▸ Source passage
## begin

The papers by Nicholas Sambanis and Carol Graham not only are very interesting but also raise some very important questions, and it makes sense that the two were paired together in the session. Sambanis discusses the quite complicated relationship between economic status and political violence. Many high-income countries are stable democracies, but the relationship between income and stability seems much more complicated among lower-income countries. For example, although civil war seems to decline as income rises, that is not necessarily the case for terrorism. Obviously, the September 11 hijackers were not poor or uneducated.

Carol Graham looks at the relationship between income mobility and satisfaction, or happiness, within countries. She finds some expected relationships but also discovers a large group of frustrated achievers who, though having apparently risen in socioeconomic status, express unhappiness and sometimes discontent with democracy.

I will discuss Sambanis's work first. I have mixed views about the idea that state capacity is critical to avoiding violence. On the one hand, it has a lot of intuitive appeal. For example, the Kenyan state functions much more effectively than Zaire did. Soldiers follow orders in Kenya and put down rebellion when instructed to do so. This presumably has something to do with Kenya's relative stability. However, that type of explanation risks being circular: How does one know that the state capacity is high? Because the state maintains law and order.

The idea of looking at regional inequality or inequality between other salient groups is a very good one. What matters for violence may not be the variance of [End Page 212] income in society but rather the inequality between different ethnic groups or religious groups or geographic areas.

The finding that terrorists are highly educated is not so surprising. That may be partly the production function for terrorism. It is amazing how many terrorist plots fail, for example, in Israel. Perhaps terrorists need to be educated to be effective. Another good point made by the author is that low-level violence often precedes war and may have economic consequences, making it very difficult to disentangle the relationship between violence and economics.

## end

Location annotation dataset excerpts:
## begin

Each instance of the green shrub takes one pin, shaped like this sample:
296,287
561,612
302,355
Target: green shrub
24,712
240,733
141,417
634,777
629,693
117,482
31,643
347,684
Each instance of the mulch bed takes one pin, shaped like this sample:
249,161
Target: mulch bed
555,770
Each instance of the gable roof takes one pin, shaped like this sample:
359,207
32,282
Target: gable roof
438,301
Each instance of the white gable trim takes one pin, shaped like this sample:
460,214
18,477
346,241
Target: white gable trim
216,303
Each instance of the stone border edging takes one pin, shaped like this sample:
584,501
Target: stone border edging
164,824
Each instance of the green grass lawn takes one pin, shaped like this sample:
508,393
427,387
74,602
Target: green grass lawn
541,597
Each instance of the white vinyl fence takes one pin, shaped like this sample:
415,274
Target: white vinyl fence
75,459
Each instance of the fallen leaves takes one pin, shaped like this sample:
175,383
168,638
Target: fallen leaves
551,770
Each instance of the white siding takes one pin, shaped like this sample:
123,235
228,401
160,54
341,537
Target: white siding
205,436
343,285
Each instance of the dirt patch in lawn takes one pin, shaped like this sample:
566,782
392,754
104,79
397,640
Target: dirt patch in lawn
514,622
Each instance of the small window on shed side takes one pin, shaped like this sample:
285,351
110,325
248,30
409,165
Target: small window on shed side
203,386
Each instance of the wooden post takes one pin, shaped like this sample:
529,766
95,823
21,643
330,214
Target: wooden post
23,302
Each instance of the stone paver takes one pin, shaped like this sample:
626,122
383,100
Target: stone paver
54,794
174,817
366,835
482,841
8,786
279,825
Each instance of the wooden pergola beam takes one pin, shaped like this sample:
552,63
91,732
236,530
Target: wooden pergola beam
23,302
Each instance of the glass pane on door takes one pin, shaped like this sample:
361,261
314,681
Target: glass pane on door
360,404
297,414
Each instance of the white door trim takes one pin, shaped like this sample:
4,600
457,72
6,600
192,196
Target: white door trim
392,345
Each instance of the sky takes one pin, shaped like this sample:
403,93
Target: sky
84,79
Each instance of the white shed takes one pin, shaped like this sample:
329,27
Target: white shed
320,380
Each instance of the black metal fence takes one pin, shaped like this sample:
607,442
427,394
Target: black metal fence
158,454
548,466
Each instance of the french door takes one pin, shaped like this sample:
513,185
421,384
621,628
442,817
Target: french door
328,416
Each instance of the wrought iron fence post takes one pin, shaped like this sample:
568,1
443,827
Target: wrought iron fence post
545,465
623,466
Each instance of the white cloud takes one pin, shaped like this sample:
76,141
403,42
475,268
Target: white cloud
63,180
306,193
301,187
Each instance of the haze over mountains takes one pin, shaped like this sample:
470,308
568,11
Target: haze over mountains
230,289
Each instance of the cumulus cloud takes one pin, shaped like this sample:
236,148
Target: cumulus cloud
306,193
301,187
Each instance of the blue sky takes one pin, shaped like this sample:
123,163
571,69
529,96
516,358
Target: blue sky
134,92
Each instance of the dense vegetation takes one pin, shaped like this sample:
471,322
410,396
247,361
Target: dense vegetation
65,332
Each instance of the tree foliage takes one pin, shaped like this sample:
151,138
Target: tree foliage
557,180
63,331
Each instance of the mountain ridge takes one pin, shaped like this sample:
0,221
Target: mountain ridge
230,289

## end

▸ Task objective
Name every country the commentary on income, violence, and happiness mentions by name. These lines have no connection to the commentary on income, violence, and happiness.

▸ Task solution
Kenya, Zaire, Israel